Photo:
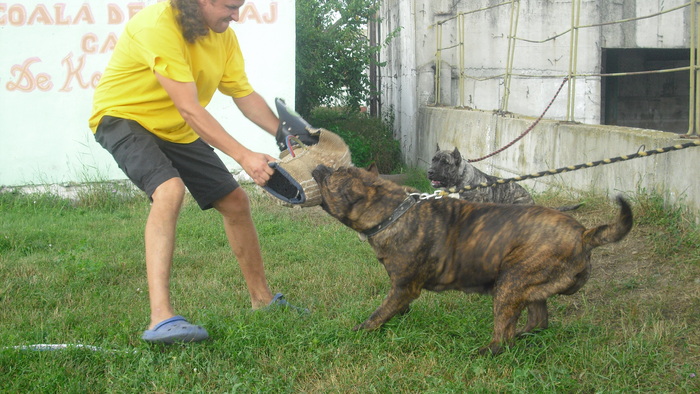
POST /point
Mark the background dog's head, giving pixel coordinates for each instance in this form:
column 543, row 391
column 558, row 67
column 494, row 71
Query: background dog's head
column 445, row 168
----------------
Convert the entries above into a JSON list of strings with one string per line, omitting blank lines and leaving out the pictures.

[
  "Photo:",
  "POST /point",
  "Mark the background dog's head, giving pixel coordinates for each instance in this form:",
  "column 543, row 391",
  "column 558, row 67",
  "column 494, row 71",
  "Query: background dog's head",
  "column 445, row 168"
]